Saved data entries:
>>>>
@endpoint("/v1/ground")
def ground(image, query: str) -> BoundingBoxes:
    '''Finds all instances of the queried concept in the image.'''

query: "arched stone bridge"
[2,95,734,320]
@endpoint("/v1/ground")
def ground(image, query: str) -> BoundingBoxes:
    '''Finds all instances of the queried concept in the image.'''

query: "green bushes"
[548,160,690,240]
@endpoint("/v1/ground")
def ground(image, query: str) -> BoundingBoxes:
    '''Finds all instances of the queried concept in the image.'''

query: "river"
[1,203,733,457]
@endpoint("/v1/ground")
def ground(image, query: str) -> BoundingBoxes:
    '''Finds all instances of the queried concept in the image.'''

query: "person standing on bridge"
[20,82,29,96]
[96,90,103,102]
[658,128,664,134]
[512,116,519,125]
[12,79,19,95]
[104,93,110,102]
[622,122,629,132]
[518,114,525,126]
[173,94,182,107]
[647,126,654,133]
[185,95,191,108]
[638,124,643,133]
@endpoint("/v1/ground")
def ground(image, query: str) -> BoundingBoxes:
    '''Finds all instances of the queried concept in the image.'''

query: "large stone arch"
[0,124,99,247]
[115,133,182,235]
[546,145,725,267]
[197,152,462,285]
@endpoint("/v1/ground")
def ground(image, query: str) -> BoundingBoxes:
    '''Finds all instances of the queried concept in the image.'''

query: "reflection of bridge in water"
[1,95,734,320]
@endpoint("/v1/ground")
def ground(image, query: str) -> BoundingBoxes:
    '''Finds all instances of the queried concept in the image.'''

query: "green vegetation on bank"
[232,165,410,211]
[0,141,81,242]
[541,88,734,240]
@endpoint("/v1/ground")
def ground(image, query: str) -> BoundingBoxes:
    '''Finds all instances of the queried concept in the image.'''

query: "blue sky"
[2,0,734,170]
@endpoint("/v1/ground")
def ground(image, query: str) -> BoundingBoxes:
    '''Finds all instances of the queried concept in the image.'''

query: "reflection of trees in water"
<<<<
From the first line to the last, transcribe the data exactly.

**Answer to this exercise**
@endpoint("/v1/ground")
def ground(image, query: str) -> BoundingBoxes:
    '''Finds all instances of the queried concept in the image.'''

query: "arched stone bridge"
[2,95,734,320]
@endpoint("/v1/ground")
def ground(image, query: str) -> BoundingBoxes:
    '''Finds all instances of the queried concept in the image.'''

query: "green bushes"
[548,160,690,240]
@endpoint("/v1/ground")
def ground(image, query: str) -> BoundingBoxes:
    '''Finds all instances of the queried concept in the image.'''

query: "river"
[1,203,733,457]
@endpoint("/v1/ground")
def ground(image, query: str) -> BoundingBoxes:
    '''Finds all instances of the queried concept in the image.'''

query: "person standing on bridge"
[20,82,29,96]
[96,90,103,102]
[658,128,664,134]
[512,116,519,125]
[12,79,19,95]
[104,93,110,102]
[622,122,629,132]
[518,114,525,126]
[173,94,182,107]
[647,126,654,133]
[185,95,191,108]
[638,124,643,133]
@endpoint("/v1/ground")
def ground(image, query: str) -> BoundingBoxes:
    '''Finds all instances of the queried concept in the image.'''

query: "large stone arch"
[0,124,99,247]
[115,133,182,235]
[546,145,725,267]
[197,152,462,285]
@endpoint("/v1/ground")
def ground(image, query: str) -> BoundingBoxes:
    '''Finds all instances of the queried concept in the image.'''

query: "reflection of bridge in water"
[1,95,734,320]
@endpoint("/v1/ground")
def ground(image, query: str) -> BoundingBoxes:
    '''Finds all instances of the queried concept in the image.'''

query: "green vegetation on bank"
[232,165,410,211]
[0,141,81,242]
[541,88,734,240]
@endpoint("/v1/ground")
def ground(image, query: str) -> BoundingBoxes:
    '''Finds all instances of the queried concept in the image.'''

query: "blue sky"
[2,0,734,170]
@endpoint("/v1/ground")
def ground(image, query: str) -> BoundingBoxes:
    '''Finds all instances of the queried concept in the image.'''

query: "reflection of trees in water"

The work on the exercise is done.